_WHAT IS REQUIRED:_ In every one of the entries below, switch "pixel coordinates" to "pixel positions" and keep everything else the same. Leave the pictures out of your answer.

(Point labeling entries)
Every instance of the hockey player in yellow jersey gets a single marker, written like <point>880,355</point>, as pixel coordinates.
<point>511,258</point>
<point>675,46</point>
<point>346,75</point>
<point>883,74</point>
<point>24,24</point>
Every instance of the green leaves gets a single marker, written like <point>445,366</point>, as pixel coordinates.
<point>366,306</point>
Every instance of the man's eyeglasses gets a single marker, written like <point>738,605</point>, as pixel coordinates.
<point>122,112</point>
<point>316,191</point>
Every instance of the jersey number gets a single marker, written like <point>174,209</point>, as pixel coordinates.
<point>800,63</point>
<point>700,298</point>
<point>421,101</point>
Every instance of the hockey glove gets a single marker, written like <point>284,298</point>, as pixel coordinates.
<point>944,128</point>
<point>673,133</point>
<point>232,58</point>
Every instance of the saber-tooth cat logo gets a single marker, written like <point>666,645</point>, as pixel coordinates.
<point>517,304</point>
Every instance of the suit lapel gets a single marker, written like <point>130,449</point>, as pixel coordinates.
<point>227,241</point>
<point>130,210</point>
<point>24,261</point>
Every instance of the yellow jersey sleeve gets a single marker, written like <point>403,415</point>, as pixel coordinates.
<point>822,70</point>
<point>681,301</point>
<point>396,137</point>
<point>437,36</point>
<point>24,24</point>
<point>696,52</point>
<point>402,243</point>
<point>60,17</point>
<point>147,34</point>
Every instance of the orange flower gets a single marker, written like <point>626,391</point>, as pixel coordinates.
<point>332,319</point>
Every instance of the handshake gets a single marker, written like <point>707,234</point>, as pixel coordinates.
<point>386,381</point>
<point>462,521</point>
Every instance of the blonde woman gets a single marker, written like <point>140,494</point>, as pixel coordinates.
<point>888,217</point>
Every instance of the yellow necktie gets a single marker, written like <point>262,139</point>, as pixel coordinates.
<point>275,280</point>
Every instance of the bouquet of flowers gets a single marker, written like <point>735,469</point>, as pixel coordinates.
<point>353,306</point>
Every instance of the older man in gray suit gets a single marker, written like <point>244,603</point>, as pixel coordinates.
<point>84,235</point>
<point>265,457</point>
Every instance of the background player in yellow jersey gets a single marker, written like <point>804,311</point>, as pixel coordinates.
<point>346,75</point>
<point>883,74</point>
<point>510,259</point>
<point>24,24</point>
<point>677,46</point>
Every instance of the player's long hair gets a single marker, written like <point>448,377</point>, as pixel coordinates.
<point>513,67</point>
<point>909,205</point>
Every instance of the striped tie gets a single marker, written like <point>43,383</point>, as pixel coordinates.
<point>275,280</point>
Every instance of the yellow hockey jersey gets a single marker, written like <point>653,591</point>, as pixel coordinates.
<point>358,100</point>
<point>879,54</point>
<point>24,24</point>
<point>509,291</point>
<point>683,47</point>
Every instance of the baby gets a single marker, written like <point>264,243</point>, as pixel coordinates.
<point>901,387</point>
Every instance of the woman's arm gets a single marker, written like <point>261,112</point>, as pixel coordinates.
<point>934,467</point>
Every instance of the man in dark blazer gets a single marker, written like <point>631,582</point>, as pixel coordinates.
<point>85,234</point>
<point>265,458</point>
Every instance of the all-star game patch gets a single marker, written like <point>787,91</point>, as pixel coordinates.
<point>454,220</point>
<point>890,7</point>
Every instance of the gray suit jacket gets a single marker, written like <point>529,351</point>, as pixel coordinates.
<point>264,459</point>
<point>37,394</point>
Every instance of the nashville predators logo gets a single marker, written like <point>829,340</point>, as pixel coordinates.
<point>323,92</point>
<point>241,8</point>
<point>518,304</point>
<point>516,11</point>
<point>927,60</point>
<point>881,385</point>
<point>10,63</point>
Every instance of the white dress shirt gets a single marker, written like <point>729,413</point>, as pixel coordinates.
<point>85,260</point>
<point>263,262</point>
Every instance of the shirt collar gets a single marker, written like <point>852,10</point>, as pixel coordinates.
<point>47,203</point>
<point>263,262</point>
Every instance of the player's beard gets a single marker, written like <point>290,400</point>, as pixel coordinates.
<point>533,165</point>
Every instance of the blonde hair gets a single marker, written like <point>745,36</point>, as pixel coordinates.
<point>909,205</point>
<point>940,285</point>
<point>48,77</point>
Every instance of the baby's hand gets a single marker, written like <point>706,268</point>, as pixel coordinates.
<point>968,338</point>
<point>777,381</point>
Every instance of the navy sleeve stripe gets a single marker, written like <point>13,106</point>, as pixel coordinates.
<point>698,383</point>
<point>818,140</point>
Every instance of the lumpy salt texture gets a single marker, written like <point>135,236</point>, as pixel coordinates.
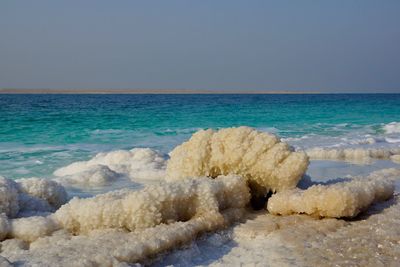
<point>154,205</point>
<point>260,158</point>
<point>343,199</point>
<point>45,189</point>
<point>104,168</point>
<point>127,227</point>
<point>8,197</point>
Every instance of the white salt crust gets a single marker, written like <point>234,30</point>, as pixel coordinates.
<point>154,205</point>
<point>265,162</point>
<point>127,227</point>
<point>356,155</point>
<point>104,168</point>
<point>27,196</point>
<point>343,199</point>
<point>299,240</point>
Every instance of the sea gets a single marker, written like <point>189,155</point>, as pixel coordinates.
<point>40,133</point>
<point>99,143</point>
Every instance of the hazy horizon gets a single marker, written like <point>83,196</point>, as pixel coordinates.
<point>326,47</point>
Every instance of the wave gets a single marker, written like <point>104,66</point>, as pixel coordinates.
<point>393,127</point>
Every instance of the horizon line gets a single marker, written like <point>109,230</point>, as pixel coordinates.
<point>167,91</point>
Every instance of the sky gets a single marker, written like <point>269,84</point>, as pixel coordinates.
<point>325,46</point>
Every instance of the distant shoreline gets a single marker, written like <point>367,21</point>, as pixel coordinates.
<point>145,91</point>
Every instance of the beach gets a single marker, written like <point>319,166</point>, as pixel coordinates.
<point>117,153</point>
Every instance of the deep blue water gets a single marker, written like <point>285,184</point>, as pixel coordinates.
<point>41,132</point>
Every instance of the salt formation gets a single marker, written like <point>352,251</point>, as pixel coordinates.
<point>44,189</point>
<point>96,175</point>
<point>127,226</point>
<point>27,196</point>
<point>265,162</point>
<point>344,199</point>
<point>4,226</point>
<point>104,168</point>
<point>154,205</point>
<point>8,197</point>
<point>357,155</point>
<point>31,228</point>
<point>395,158</point>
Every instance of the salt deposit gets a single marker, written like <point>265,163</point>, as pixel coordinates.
<point>104,168</point>
<point>4,226</point>
<point>265,162</point>
<point>90,176</point>
<point>127,227</point>
<point>299,240</point>
<point>395,158</point>
<point>28,196</point>
<point>357,155</point>
<point>154,205</point>
<point>343,199</point>
<point>31,228</point>
<point>8,197</point>
<point>45,189</point>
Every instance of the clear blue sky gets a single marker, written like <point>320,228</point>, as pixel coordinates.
<point>329,46</point>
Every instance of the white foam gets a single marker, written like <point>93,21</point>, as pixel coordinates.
<point>95,175</point>
<point>260,158</point>
<point>393,127</point>
<point>357,155</point>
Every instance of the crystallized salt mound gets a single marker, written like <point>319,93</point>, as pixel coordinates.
<point>4,226</point>
<point>395,158</point>
<point>344,199</point>
<point>8,197</point>
<point>96,175</point>
<point>154,205</point>
<point>138,163</point>
<point>265,162</point>
<point>358,155</point>
<point>31,228</point>
<point>4,262</point>
<point>48,190</point>
<point>116,247</point>
<point>30,196</point>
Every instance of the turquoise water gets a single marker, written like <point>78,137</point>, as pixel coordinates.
<point>39,133</point>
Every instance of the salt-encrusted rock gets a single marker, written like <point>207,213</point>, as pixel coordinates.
<point>260,158</point>
<point>343,199</point>
<point>8,197</point>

_FINISHED EXERCISE:_
Every instance of the hockey player in yellow jersey gets a single marker, written like <point>880,355</point>, as pixel positions.
<point>511,258</point>
<point>675,46</point>
<point>346,75</point>
<point>883,74</point>
<point>24,24</point>
Every instance of the green leaves gets a single marker, written like <point>445,366</point>, as pixel positions.
<point>366,306</point>
Every instance of the man's eyeglasses gets a single marker, written like <point>738,605</point>, as pixel positions.
<point>122,112</point>
<point>316,191</point>
Every instance of the jersey number gets a single marker, written like <point>174,209</point>, as pixel positions.
<point>800,63</point>
<point>700,298</point>
<point>421,101</point>
Every instance of the hockey glove gets a single marker, written like <point>284,298</point>, as pixel positions.
<point>944,128</point>
<point>673,133</point>
<point>232,58</point>
Every instance of the saber-tooth cat logo gets a single marker, written like <point>666,645</point>, as pixel positions.
<point>517,304</point>
Every instance of the suit lapel gets a single marker, written like <point>130,449</point>, as pixel positions.
<point>227,241</point>
<point>130,210</point>
<point>24,261</point>
Every instance of the yellow jersey sleeve gets a single marker, written like <point>403,415</point>, as pixel positions.
<point>822,70</point>
<point>681,301</point>
<point>396,137</point>
<point>437,36</point>
<point>24,24</point>
<point>696,52</point>
<point>402,243</point>
<point>60,17</point>
<point>147,34</point>
Every instance of the orange flower gets a single marker, written like <point>626,391</point>, as pixel positions.
<point>332,319</point>
Every instance of the handshake gets a single marker, written like <point>707,234</point>, as pixel positions.
<point>386,381</point>
<point>462,521</point>
Every instance of the blonde woman gets a single marker, written like <point>140,494</point>, as pixel positions.
<point>888,217</point>
Every instance of the yellow necktie gets a single marker, written like <point>262,139</point>, as pixel positions.
<point>275,280</point>
Every instance of the bouquet of flowers gets a single marker, written like <point>735,469</point>, as pixel positions.
<point>353,306</point>
Every instance of the older man in gray suit gets a single marker, written like <point>244,603</point>, as pixel positions.
<point>84,235</point>
<point>265,457</point>
Every instance of the background player in yellow jersey gets a single marker, written like <point>804,311</point>, as pixel positions.
<point>346,75</point>
<point>883,74</point>
<point>510,259</point>
<point>24,24</point>
<point>677,46</point>
Every instance of the player's long hair gets a single marker, written like <point>448,377</point>, as pixel positions.
<point>513,67</point>
<point>909,205</point>
Every instance of the striped tie gets a single marker, written like <point>43,383</point>, as pixel positions.
<point>275,280</point>
Every instance of the yellow hockey jersey gets a single marker, written like <point>653,591</point>, as pixel positions.
<point>358,100</point>
<point>879,54</point>
<point>24,24</point>
<point>509,291</point>
<point>683,47</point>
Every instance of the baby gets a single marker, written like <point>264,243</point>, as pixel positions.
<point>901,387</point>
Every instance of the woman's arm gets a single marker, written like <point>261,112</point>, as pixel positions.
<point>934,467</point>
Every instance of the man in dark blazer gets a single marker, written like <point>631,582</point>, as pixel positions.
<point>85,234</point>
<point>265,458</point>
Every instance of the all-star game patch gets a single marker, written like <point>787,91</point>, as pixel positions.
<point>454,220</point>
<point>890,7</point>
Every instance of the gray suit jacket gets a single marker, written like <point>529,351</point>, as pixel positions.
<point>264,459</point>
<point>37,394</point>
Every instance of the nashville predators logo gets a single marker, written like <point>829,340</point>, as pixel positions.
<point>323,92</point>
<point>241,8</point>
<point>518,304</point>
<point>516,11</point>
<point>927,60</point>
<point>881,385</point>
<point>10,63</point>
Every instance of the white dress shirt gets a single marker, written like <point>729,413</point>, as pixel positions.
<point>85,260</point>
<point>263,262</point>
Every instance of the shirt collar gets a single marker, written like <point>852,10</point>, as pixel positions.
<point>47,203</point>
<point>263,262</point>
Every instance of the player's beard gets a single marker, written like <point>290,400</point>, as pixel positions.
<point>533,165</point>
Every instance of the blonde hair gets a single marker, written like <point>745,36</point>, as pixel positions.
<point>909,205</point>
<point>940,285</point>
<point>48,77</point>
Every instance of the baby's hand gets a single marker, written like <point>706,268</point>, as pixel positions.
<point>968,338</point>
<point>777,381</point>
Every instance of the navy sleeve stripe gets a single marker, written like <point>13,106</point>, as pixel positions.
<point>698,383</point>
<point>818,140</point>
Every instance of the lumpy salt texture gets a single marker, written like <point>135,236</point>, as pixel positions.
<point>154,205</point>
<point>260,158</point>
<point>343,199</point>
<point>45,189</point>
<point>104,168</point>
<point>127,227</point>
<point>8,197</point>
Every instance of the white salt crust gets a single marker, written like <point>234,30</point>, as pixel positions.
<point>154,205</point>
<point>265,162</point>
<point>127,227</point>
<point>356,155</point>
<point>104,168</point>
<point>27,196</point>
<point>343,199</point>
<point>299,240</point>
Every instance of the sea gets a single marker, written like <point>189,155</point>, as pixel positions.
<point>40,133</point>
<point>99,143</point>
Every instance of the hazy horizon gets a single marker, written like <point>83,196</point>, as pixel positions.
<point>326,47</point>
Every instance of the wave gets a single marker, written like <point>104,66</point>, as pixel positions.
<point>393,127</point>
Every instance of the horizon line gets a single marker, written like <point>109,230</point>, as pixel positions.
<point>167,91</point>
Every instance of the sky gets a single marker, written like <point>269,84</point>, as pixel positions.
<point>325,46</point>
Every instance of the distant shoreline gets a single marker, written like <point>367,21</point>, as pixel positions.
<point>145,91</point>
Every instance of the beach gets a single marker, written like <point>319,166</point>, as pixel positions.
<point>117,153</point>
Every instance of the deep blue water gets a single marker, written like <point>285,184</point>, as pixel positions.
<point>41,132</point>
Every instance of the salt formation gets a single marker, written like <point>352,251</point>, as pixel positions.
<point>44,189</point>
<point>96,175</point>
<point>127,226</point>
<point>27,196</point>
<point>265,162</point>
<point>344,199</point>
<point>4,226</point>
<point>104,168</point>
<point>154,205</point>
<point>8,197</point>
<point>357,155</point>
<point>31,228</point>
<point>395,158</point>
Every instance of the salt deposit gets a single marker, written like <point>265,163</point>, as pixel positions.
<point>104,168</point>
<point>4,226</point>
<point>265,162</point>
<point>90,176</point>
<point>127,227</point>
<point>299,240</point>
<point>395,158</point>
<point>28,196</point>
<point>357,155</point>
<point>154,205</point>
<point>343,199</point>
<point>31,228</point>
<point>8,197</point>
<point>45,189</point>
Every instance of the clear blue sky gets a single marker, written like <point>320,228</point>, as pixel positions.
<point>329,46</point>
Every instance of the white foam gets a single marker, written like <point>93,21</point>, as pixel positions.
<point>95,175</point>
<point>260,158</point>
<point>393,127</point>
<point>357,155</point>
Every instance of the crystallized salt mound gets a single marker, written like <point>319,93</point>, as pixel positions.
<point>4,226</point>
<point>395,158</point>
<point>344,199</point>
<point>8,197</point>
<point>96,175</point>
<point>154,205</point>
<point>138,163</point>
<point>265,162</point>
<point>358,155</point>
<point>31,228</point>
<point>4,262</point>
<point>48,190</point>
<point>116,247</point>
<point>30,196</point>
Every instance of the turquoise water gets a single marker, written like <point>78,137</point>, as pixel positions.
<point>39,133</point>
Every instance of the salt-encrusted rock gets a single marker, written like <point>207,213</point>, as pixel positions.
<point>260,158</point>
<point>343,199</point>
<point>8,197</point>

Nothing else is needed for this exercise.